Task requirements ▸
Please give an exact copy of every line from the one holding "Target: collar" through the final line of the records below.

(Point localization data)
......

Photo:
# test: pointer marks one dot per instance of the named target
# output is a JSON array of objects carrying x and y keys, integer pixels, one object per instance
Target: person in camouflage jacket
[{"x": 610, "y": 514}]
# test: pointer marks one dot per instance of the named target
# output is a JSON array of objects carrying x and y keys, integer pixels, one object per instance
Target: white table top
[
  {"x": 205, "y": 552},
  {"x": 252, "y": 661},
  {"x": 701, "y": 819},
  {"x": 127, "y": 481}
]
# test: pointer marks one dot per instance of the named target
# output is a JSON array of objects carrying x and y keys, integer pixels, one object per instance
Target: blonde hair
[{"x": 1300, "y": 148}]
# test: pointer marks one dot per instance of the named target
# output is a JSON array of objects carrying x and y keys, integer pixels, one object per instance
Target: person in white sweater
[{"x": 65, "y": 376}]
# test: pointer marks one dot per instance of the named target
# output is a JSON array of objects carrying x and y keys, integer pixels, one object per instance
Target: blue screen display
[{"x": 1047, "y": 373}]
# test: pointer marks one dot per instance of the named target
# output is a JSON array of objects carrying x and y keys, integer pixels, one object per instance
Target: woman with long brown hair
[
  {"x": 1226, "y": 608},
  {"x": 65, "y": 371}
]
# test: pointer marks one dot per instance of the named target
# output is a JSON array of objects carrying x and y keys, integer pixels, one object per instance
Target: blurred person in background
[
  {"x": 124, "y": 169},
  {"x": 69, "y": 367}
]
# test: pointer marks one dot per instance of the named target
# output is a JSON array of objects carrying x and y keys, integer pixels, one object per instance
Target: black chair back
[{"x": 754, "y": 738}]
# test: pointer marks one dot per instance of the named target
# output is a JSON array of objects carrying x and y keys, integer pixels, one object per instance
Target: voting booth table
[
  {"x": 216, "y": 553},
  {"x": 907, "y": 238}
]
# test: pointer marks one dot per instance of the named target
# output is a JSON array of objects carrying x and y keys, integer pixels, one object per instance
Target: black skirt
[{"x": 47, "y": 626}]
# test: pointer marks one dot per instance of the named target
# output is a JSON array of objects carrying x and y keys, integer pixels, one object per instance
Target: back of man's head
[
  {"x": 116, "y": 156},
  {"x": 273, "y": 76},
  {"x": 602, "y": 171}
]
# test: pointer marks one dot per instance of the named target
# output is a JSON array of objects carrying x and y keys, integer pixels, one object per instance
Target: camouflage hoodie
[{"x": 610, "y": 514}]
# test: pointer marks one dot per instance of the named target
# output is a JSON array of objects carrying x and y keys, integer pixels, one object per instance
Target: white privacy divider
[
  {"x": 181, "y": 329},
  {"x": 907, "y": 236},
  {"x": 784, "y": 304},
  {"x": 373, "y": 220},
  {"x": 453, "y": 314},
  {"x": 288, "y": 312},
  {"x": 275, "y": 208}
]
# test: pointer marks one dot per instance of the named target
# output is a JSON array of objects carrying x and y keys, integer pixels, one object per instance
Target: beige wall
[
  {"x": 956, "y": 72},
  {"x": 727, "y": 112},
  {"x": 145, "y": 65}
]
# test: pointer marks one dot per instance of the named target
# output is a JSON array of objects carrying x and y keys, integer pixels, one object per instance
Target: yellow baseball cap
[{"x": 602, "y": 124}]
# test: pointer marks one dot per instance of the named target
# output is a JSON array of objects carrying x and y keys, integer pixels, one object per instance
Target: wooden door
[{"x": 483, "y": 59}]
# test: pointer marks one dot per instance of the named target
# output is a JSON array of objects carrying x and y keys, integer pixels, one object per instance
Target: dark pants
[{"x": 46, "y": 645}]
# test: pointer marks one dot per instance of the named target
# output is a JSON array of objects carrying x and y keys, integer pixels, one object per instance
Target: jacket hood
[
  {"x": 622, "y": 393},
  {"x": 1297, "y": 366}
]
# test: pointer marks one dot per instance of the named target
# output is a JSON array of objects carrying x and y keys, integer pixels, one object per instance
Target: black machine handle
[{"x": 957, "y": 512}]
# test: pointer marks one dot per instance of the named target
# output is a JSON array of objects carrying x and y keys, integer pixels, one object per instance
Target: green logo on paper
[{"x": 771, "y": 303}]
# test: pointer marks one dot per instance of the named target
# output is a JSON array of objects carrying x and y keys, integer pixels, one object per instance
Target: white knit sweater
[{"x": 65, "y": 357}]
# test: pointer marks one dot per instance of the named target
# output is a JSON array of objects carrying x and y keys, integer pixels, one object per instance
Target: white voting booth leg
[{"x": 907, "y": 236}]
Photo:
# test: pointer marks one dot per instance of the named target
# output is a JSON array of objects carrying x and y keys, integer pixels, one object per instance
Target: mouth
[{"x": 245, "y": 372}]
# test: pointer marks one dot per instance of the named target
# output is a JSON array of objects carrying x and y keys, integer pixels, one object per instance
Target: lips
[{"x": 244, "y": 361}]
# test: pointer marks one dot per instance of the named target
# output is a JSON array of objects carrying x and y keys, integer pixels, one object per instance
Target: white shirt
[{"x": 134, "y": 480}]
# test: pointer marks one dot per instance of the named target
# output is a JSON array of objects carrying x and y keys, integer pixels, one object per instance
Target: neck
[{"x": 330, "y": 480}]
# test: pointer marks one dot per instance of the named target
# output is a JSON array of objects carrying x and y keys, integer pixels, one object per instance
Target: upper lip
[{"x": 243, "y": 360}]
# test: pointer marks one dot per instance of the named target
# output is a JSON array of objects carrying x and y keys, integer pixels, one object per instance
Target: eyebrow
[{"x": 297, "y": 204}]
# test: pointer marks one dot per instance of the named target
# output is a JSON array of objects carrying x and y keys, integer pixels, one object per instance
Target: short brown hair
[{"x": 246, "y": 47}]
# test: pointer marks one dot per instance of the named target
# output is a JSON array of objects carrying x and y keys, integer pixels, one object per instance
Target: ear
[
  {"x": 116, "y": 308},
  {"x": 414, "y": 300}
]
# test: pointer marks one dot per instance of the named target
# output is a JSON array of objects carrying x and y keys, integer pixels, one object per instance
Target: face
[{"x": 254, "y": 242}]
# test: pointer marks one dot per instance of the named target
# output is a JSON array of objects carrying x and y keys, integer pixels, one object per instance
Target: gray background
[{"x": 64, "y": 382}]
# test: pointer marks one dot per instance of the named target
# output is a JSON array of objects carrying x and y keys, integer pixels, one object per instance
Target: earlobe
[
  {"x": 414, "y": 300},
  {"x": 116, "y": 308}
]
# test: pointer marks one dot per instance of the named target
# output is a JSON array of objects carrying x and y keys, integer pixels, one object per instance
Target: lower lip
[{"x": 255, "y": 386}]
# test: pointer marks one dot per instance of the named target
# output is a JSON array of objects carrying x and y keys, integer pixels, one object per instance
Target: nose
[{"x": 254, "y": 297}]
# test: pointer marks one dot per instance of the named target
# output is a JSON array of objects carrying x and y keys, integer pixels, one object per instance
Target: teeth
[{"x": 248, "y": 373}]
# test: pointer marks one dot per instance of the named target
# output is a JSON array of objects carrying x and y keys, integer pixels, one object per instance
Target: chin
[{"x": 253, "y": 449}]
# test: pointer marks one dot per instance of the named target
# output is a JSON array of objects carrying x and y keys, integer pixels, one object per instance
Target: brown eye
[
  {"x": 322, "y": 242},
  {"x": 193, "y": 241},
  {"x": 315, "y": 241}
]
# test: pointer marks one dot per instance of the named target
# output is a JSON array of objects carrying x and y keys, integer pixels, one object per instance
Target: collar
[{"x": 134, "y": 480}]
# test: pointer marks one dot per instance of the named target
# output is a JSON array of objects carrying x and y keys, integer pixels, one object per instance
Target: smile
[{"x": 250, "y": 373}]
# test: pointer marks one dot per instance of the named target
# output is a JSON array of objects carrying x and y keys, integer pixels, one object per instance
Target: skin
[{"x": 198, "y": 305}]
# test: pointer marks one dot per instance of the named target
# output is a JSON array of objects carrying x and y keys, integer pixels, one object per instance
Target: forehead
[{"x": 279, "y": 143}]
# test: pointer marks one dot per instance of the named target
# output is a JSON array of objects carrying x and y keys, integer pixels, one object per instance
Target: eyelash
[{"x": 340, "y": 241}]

......

Expected answer ▸
Target: collar
[{"x": 134, "y": 480}]
# test: pointer marks one dot per instance of the named target
# output is a JSON array of objects carrying x and y keys, integer pixels, one object per instance
Target: smile
[{"x": 250, "y": 373}]
# test: pointer marks one dot per instance of the named target
# output is a JSON array of objects carrying x and y keys, integer pixels, one object per instance
Target: skin
[{"x": 198, "y": 305}]
# test: pointer marks one dot per instance of the named target
# output is a JSON array of objects carrying x and y keys, integer pixels, one object per instance
Target: forehead
[{"x": 279, "y": 143}]
# test: pointer marks one dot per instance of the named target
# output is a JSON array of objects carrying x and y keys, integer pixels, one object per instance
Target: eyelash
[{"x": 340, "y": 241}]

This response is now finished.